* BEGIN Raw data *

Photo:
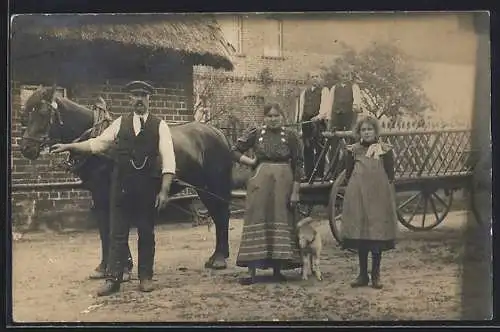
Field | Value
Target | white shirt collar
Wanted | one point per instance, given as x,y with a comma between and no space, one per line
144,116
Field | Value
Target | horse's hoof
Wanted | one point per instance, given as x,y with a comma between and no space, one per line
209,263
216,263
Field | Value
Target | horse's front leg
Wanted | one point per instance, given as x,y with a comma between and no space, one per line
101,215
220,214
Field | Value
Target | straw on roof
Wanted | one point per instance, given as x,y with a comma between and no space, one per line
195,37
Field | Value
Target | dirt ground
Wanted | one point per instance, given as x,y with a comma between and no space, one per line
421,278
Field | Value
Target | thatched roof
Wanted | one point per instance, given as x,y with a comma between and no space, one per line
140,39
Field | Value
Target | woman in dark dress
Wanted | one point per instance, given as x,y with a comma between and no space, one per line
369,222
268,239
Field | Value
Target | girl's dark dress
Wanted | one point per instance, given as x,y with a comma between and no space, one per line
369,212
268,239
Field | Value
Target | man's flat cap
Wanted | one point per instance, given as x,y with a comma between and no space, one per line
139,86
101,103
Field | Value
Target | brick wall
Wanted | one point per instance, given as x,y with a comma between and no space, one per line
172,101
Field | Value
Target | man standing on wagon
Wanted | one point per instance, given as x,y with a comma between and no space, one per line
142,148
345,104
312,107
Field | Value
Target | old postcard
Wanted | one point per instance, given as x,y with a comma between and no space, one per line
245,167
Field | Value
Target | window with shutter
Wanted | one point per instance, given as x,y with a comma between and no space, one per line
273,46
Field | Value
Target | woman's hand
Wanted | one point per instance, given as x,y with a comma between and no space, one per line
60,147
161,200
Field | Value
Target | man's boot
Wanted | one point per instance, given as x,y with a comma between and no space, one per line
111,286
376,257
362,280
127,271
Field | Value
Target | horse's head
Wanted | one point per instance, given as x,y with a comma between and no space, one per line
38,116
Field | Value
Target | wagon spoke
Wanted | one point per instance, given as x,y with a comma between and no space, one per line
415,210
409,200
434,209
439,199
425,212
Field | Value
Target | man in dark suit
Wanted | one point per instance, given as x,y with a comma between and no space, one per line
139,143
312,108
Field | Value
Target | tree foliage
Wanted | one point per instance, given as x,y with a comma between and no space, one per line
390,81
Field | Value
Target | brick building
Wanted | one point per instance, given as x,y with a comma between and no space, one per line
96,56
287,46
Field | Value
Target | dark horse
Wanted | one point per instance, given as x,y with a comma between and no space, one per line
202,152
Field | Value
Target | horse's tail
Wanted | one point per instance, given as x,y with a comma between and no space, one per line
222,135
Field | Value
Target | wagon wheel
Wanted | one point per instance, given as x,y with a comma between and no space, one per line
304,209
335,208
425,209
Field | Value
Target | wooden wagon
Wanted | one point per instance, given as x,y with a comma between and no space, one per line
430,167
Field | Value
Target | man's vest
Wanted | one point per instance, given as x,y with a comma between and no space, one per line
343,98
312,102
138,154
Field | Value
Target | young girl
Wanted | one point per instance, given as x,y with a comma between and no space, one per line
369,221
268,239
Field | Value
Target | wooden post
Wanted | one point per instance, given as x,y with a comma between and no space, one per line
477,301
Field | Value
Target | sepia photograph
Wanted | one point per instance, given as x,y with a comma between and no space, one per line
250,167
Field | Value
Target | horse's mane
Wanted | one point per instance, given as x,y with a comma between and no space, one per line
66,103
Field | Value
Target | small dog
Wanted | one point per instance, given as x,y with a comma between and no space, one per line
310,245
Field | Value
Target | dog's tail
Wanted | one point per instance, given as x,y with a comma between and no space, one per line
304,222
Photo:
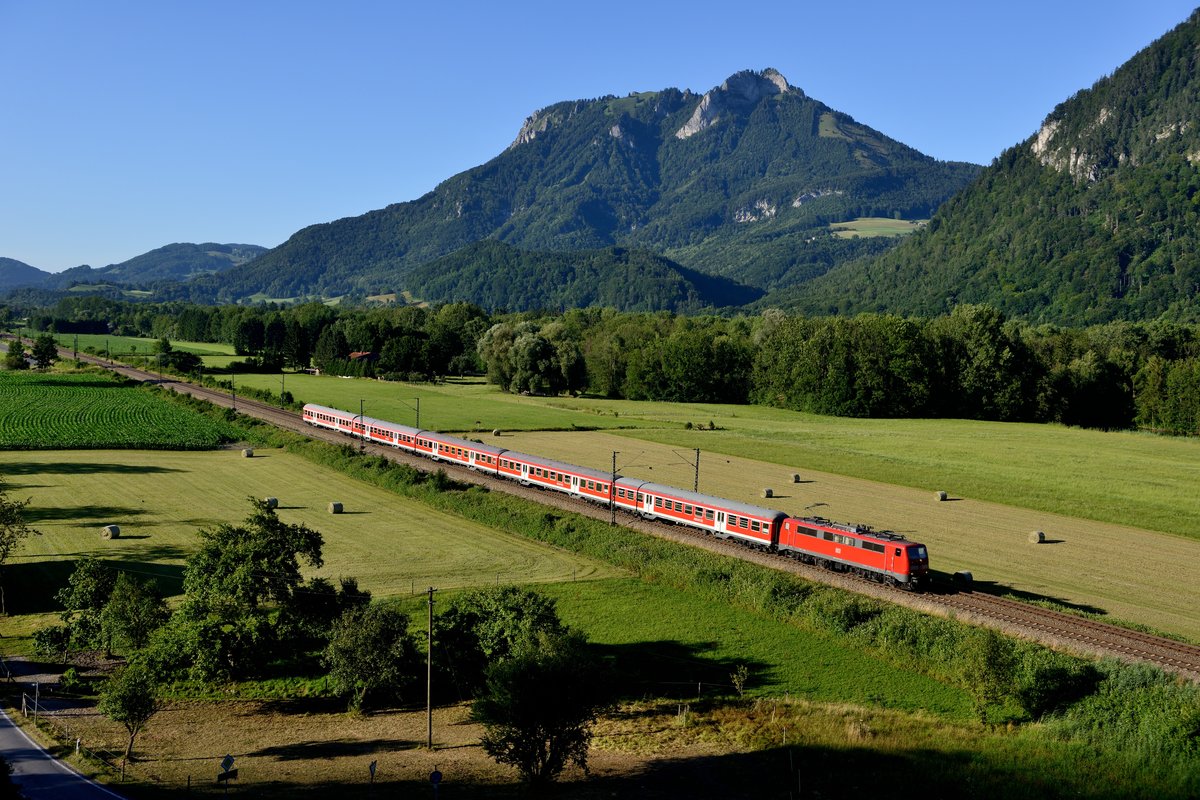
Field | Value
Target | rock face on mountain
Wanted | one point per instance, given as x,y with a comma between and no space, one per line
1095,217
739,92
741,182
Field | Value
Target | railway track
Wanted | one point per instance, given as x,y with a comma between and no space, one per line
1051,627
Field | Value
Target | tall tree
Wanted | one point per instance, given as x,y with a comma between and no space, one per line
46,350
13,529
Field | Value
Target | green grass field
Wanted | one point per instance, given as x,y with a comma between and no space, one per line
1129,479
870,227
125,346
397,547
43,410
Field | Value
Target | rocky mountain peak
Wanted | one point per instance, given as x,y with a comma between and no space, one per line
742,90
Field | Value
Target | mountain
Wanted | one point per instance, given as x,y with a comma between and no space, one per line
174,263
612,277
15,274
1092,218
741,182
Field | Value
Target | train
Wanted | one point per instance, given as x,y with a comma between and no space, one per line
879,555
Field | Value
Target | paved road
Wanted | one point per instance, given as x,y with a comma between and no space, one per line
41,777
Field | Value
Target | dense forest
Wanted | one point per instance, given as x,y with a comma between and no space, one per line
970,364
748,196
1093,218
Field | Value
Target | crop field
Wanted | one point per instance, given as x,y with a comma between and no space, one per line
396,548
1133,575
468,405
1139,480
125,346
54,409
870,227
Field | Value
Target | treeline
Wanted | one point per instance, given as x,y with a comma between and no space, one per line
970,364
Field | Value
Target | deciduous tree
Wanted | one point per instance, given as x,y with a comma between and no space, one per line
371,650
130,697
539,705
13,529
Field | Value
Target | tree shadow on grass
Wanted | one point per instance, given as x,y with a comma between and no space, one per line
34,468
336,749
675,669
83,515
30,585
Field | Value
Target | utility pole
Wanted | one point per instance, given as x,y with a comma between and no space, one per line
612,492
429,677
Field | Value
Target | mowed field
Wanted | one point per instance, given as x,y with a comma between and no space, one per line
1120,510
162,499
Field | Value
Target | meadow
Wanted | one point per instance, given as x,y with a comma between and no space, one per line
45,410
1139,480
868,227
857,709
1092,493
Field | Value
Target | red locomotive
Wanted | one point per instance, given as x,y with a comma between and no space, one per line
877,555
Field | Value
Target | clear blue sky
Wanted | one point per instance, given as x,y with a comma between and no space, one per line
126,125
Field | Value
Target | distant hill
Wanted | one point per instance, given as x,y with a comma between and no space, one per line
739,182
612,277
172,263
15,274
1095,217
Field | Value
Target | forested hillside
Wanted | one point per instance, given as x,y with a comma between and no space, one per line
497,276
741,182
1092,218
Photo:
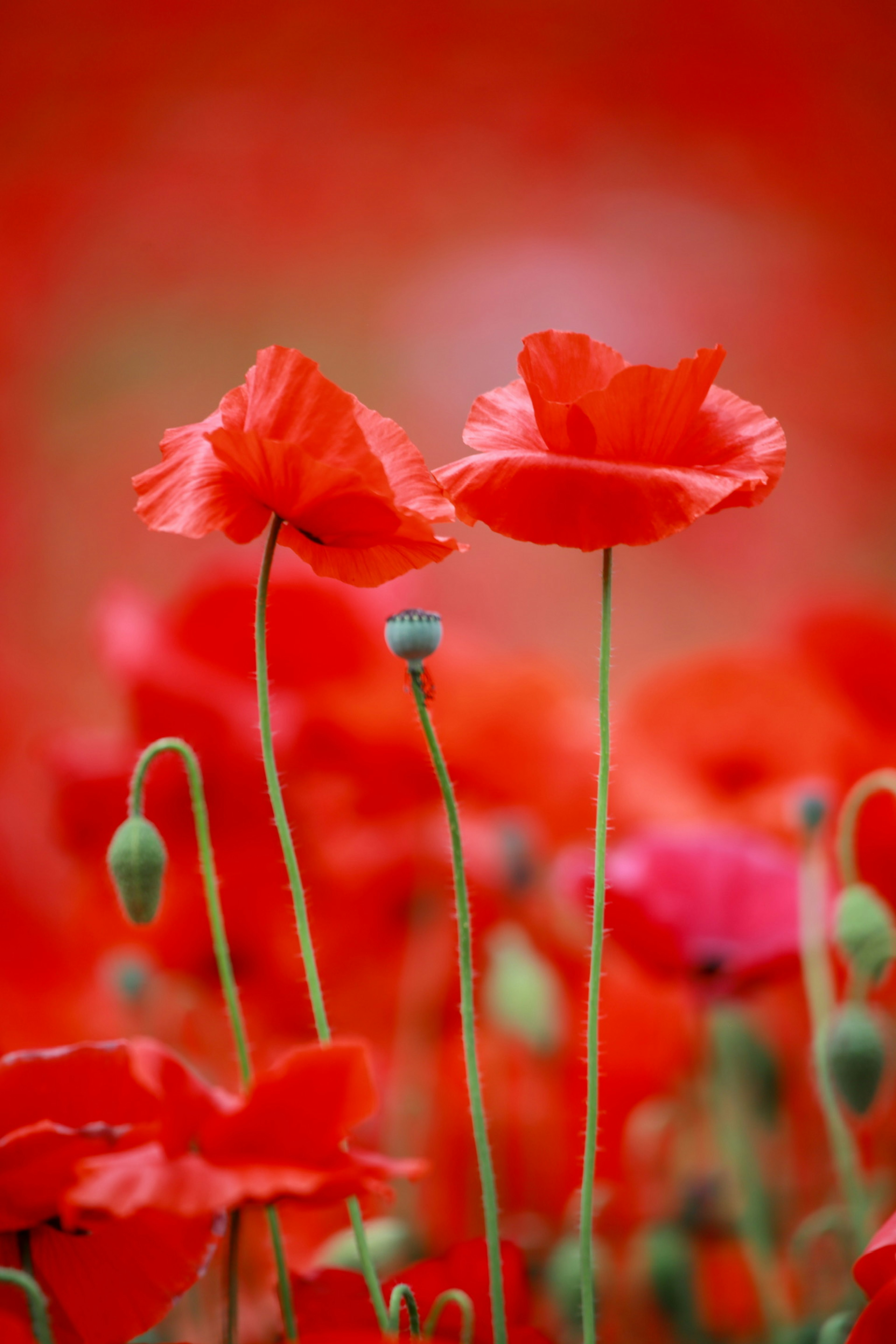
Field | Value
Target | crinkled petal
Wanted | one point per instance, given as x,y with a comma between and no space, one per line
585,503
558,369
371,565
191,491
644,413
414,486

* END Raw data *

◆ **Problem requirements**:
Without the pictures, write out all of the material exactly.

◆ **Result of the exercise**:
Photo:
Field | Value
Target | white shirt collar
Wanted | one point per instance, given as x,y with a comma between and no space, one per line
144,116
Field | Value
Target | horse's hoof
Wanted | one point per instance, given as x,y with a comma between and no space, one per line
209,263
216,263
Field | Value
Target | horse's front leg
Wanted | one point per instance, given as x,y with a comma between and no space, one per line
101,215
220,214
Field | Value
Target | straw on roof
Wanted | one point per instance, given as x,y with a comma between and no space, one per line
195,37
Field | Value
Target | dirt ground
Wanted | one point per instance, given as x,y with a comma between and no space, one per line
421,278
Field | Value
Target | thatched roof
Wanted | one point per instance, given as x,y with a comma between and no space, one per line
140,39
Field | Value
Target | woman in dark dress
Wanted | one point per instance, given as x,y with a comma between and no space, one per line
369,222
268,239
Field | Value
Target | girl's dark dress
Wanted | one point per instance, given as x,y with a comma between and no space, one per line
369,212
268,239
Field | Value
Target | man's flat cap
Wanted | one point per instance, given as x,y with a comma between and no space, one per line
139,86
101,103
Field | Value
Target | brick wall
Wanted | one point per instance, given as x,y with a comma between and no space, one per line
172,101
Field | Value
Target | man standing on wagon
Wanted | one point per instance, given as x,y with a comma between and no space, one per line
142,148
345,104
312,107
Field | Value
Target | old postcard
Wanted | one point per instance, given as x,y with a comma between and no space, one per line
245,167
Field | Value
Target | window with shutter
Wanted | one point per instance, given as x,y with a comma between and no space, one per line
273,46
Field | Value
Target | woman's hand
Wanted | one point per instance, given as x,y with a comma between and no space, one per line
60,147
161,200
Field | Value
Target | man's boot
Wanted | one point per instance, given as x,y with a comma between and no space, one per line
111,286
376,257
362,280
127,271
Field | Value
Target | horse's head
Wanted | one point per instance, given as x,y with a comma between and no space, one per line
38,116
Field | Value
Target | wagon spoke
Wanted | one point per instance, given as x,y with a comma between and no space, one per line
415,210
409,200
434,209
439,199
425,212
Field | Value
Target | man in dark suit
Wanted | one point per instance, given as x,y with a comma between and no space, one per line
139,143
312,108
Field | Value
Target | tree foliage
Wanted | one point per instance, given as x,y with a comma between and no space, one per line
390,81
Field | Value
Target | brick building
Wanted | one point per instance, given as x,y with a comma between and no space, one per line
96,56
287,46
Field | Value
Target | dark horse
Wanted | one point per instance, given as x,y with a comma between and no space, one per line
202,152
Field | Value
Target | horse's tail
Wanted | one point per instance, given as x,y with a comma between and no space, one per line
222,135
Field | Value
Target | wagon wheel
Wanted | one point per instance, given as x,y with a comma between and no space, one per line
304,209
335,208
425,209
Field | Value
Target | wooden wagon
Wanted | one point per instance, given as x,y with a comma between and no space, one per line
430,167
Field | Value
Target | man's vest
Wanted | one point per instance, given as x,y with a comma between and no space, one per line
343,98
312,102
138,154
Field | Value
Target | young girl
Wanted | one point per instance, given as x,y with a comma between and no space, one per line
369,221
268,239
Field | Value
Target | wooden post
Wanted | one point per instance, given as x,y with a comma between and no space, one per line
477,301
Field | Value
Target | sepia photograph
Wanted | one point per instance, given as x,y with a comma between and no space, one per line
250,167
Field | Value
Target | horse's mane
Wanted | one point per instance, given as x,y with a comma between and no space, one per line
66,103
Field | Value
Target | small dog
Wanted | one point per instance, given as x,y with a comma between and no space, one per line
310,245
Field | Value
Target | dog's tail
Wanted | one point per instance, given as x,y with a comma between and no space, one per line
304,222
Photo:
Field | Value
Target | rock face on mountain
Wanted | one point per instance, given as x,y with a comma between and no space, one per line
1095,217
739,92
741,182
Field | Value
Target | railway track
Wanted | one point per instance, given as x,y with a comma between and no space, one per line
1051,627
Field | Value
Target | tall tree
Wanted | one point per instance, given as x,y with a comma between and no space, one per line
46,350
13,529
Field | Value
Target | green grass field
Wanted | one point per instance, given as x,y with a comma between and no space, one per line
1129,479
870,227
125,346
397,547
43,410
Field | Value
Target | rocky mountain peak
Wanted | one point per instance, given as x,y with a comma between and no space, one per line
742,90
Field | Value
Target | mountain
Wanted | one point per instance, given as x,y with a comma between and no space, one per line
174,263
612,277
15,274
1092,218
741,182
Field | Value
Target | train
Wanted | one point per instance, given as x,y with a comma between and no space, one per line
879,555
Field | Value
Target | paved road
Wanted | one point per instance, given as x,y with a comma between and no space, one per line
41,777
Field | Value
Target | dense forest
Wanted | one point per instance, given as x,y with a comma between and no space, one per line
970,364
748,196
1093,218
Field | Value
Target | crop field
Wanted | one point per instance, given as x,y with a comma between and no space, one per line
396,548
1133,575
468,405
1139,480
125,346
54,409
870,227
Field | Value
Target | treeline
Wanted | one point per instance, given as x,y with a comma between and no space, one per line
970,364
Field | Value
Target | deciduous tree
Wanted | one point per instance, given as x,y with a comma between and no space, one per line
371,650
130,697
539,705
13,529
Field | Value
Target | tree shadow on grass
Wanted | one point per instance, given as x,y with a comma between and no space, one per line
34,468
336,749
675,669
83,515
30,585
Field | Value
Target | utility pole
Wanted | one point per instance, given as x,y with a comma between and no space, one per line
612,492
429,677
Field | Value
Target | mowed field
Wanted | one point per instance, given as x,y with a comma between and no space, one per line
1120,510
162,499
Field | Value
Target | meadow
Wanted | one point per instance, given as x,y with a comma between and no space, one per line
45,410
1139,480
868,227
857,709
1092,493
Field | Value
Target | red locomotive
Wanted | one point per instance, given as x,y with a comma between and no space, one per line
877,555
Field | Value
Target | clear blue sky
Wanted | one point per instance, given as x,y with a comma between and no space, one per line
126,125
Field | Value
Target | distant hill
Wanted | one point per instance, given as x,y with a comma between and no space, one per line
739,182
612,277
172,263
15,274
1095,217
Field | Value
Target | forested hillside
Wanted | one point per instance, given as x,y with a comma between and no space, one per line
497,276
741,182
1092,218
Photo:
Field | Value
Target | crinkled petal
Wanted | one point per instance, given as x,y with a comma between and no space, one per line
585,503
558,369
371,565
191,491
644,413
414,486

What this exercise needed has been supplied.